## THE PROBLEM
Reproduce the lines below, swapping each occurrence of "migration tally" for "inventory count" and keeping all other text unchanged.

## MATERIAL FOR THIS TASK

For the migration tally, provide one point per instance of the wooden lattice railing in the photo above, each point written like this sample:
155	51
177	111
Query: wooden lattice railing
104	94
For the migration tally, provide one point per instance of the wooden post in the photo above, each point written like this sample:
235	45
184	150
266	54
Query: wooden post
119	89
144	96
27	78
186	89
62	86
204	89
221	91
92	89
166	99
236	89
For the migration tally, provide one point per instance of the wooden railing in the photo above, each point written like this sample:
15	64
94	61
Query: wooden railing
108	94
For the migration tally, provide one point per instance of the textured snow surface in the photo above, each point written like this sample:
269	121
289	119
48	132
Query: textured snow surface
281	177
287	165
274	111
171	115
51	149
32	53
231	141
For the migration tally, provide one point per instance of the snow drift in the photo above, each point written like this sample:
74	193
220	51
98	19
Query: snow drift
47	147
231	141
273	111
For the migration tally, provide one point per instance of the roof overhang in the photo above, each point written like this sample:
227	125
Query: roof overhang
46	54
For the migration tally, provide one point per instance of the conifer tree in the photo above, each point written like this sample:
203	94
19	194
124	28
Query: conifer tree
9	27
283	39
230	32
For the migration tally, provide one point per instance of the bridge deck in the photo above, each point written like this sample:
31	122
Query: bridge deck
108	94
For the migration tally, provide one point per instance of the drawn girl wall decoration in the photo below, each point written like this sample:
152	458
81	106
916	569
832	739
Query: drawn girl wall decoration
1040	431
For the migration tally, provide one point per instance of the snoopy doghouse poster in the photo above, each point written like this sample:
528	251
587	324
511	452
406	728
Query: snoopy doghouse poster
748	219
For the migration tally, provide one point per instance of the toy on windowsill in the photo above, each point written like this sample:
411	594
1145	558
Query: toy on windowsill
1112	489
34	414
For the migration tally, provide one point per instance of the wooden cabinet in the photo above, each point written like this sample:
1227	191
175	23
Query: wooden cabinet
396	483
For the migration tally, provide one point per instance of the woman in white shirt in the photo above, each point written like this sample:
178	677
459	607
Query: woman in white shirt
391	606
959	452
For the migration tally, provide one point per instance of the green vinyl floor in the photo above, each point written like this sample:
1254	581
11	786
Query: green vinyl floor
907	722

## EXERCISE SOLUTION
For the inventory count, provide one point per instance of the wooden lattice railing in the photo above, each point written like this sample:
155	51
177	111
Query: wooden lattice railing
104	94
For the inventory count, provide one point per instance of the wooden post in the photo above, each point written like this sample:
235	45
184	150
266	54
Query: wooden post
119	89
144	96
27	78
186	89
62	86
204	89
221	91
92	89
166	99
236	89
For the inventory count, provide one point per instance of the wooden railing in the photo above, each point written like this sample:
15	64
94	61
Query: wooden railing
108	94
For the inventory count, provide one point per instance of the textured snow surface in the photo above, each point written like this sample:
269	121
289	119
48	132
Query: textured snow surface
281	177
287	165
274	111
171	115
51	149
32	53
231	141
For the inventory count, provide one point per instance of the snow drift in the photo above, each point written like this sample:
74	193
220	51
98	19
Query: snow drift
47	147
231	141
273	111
For the inventory count, provide one point per instance of the roof overhang in the photo above, each point written like this sample:
227	125
Query: roof overhang
46	54
For the inventory count, provide one point per instance of the conifer tree in the photo above, each point written like this sample:
203	94
19	194
124	28
Query: conifer tree
9	27
283	39
230	32
For the inventory count, provide one point per instance of the bridge deck in the photo above, each point written like this sample:
31	122
Query: bridge deck
108	94
For the inventory count, provide one point per instance of the drawn girl wall decoration in the photo below, each point written like this sample:
152	458
81	106
916	569
832	739
Query: drawn girl wall decoration
1040	431
For the inventory count, provide one point per instance of the snoopy doghouse poster in the photo above, each point written like this sample:
528	251
587	324
511	452
406	728
Query: snoopy doghouse poster
748	219
For the inventory count, provide one point per instance of the toy on windowsill in the photo above, each point written like this sample:
411	594
1145	558
Query: toy on windowsill
1112	489
34	414
For the inventory count, provide one point per instance of the wooden cabinet in the photo above, each point written like this sample:
1227	191
175	23
Query: wooden cabinet
396	483
For the inventory count, provide one point per instance of the woman in white shirt in the photo above, each point written like this sample:
178	677
459	607
Query: woman in white shirt
391	606
959	452
For the inventory count, provide one point per instance of the green vinyl floor in the photo above, each point written like this sample:
1254	581
11	786
Query: green vinyl floor
907	722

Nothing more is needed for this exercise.